[Begin]

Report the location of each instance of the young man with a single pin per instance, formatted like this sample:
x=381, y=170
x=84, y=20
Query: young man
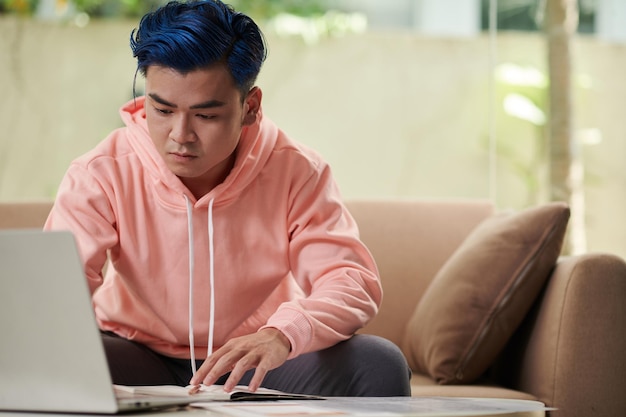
x=232, y=257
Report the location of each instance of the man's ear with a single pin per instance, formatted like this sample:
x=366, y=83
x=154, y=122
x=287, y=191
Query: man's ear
x=252, y=105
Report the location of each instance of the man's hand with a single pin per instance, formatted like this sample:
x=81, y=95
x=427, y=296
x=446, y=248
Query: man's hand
x=265, y=350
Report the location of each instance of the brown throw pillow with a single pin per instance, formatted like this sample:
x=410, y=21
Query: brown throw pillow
x=482, y=293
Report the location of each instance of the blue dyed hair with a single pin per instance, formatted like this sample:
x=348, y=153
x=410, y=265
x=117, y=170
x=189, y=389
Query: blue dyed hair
x=187, y=36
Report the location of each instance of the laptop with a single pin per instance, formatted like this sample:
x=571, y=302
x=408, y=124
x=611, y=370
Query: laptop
x=51, y=355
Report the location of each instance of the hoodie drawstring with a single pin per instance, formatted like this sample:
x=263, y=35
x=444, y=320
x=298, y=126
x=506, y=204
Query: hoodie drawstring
x=192, y=349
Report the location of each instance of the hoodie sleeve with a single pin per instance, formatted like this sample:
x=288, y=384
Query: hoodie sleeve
x=81, y=208
x=331, y=264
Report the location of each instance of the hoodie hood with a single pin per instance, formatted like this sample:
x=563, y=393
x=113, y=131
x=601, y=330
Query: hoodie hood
x=255, y=147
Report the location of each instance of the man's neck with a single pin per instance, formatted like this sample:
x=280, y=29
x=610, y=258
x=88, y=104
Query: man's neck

[End]

Starting at the line that contains "Report the location of each instance of the hoodie drawstring" and ending at the last line of the records, reproduce every line, requests included, but scale each coordinate in the answers by 1.65 and round to whole numbers, with halves rounded up; leave the sample coordinates in the requests unchanged. Output only those lines.

Report the location of each instance of the hoodie drawstring with a single pin per instance, formatted like this sample:
x=263, y=35
x=444, y=320
x=298, y=126
x=506, y=204
Query: hoodie drawstring
x=317, y=576
Report the location of each instance of the hoodie sleeve with a single pin per instance, formatted like this sample:
x=288, y=384
Query: hoodie sleeve
x=134, y=343
x=546, y=436
Report the location of each instance of the hoodie hood with a single pin per instance, formatted like this sample:
x=563, y=393
x=113, y=131
x=601, y=330
Query: hoodie hood
x=421, y=243
Report the location of each instance of the man's neck with a single pin per instance, formatted like this sample:
x=280, y=29
x=610, y=258
x=88, y=104
Query: man's neck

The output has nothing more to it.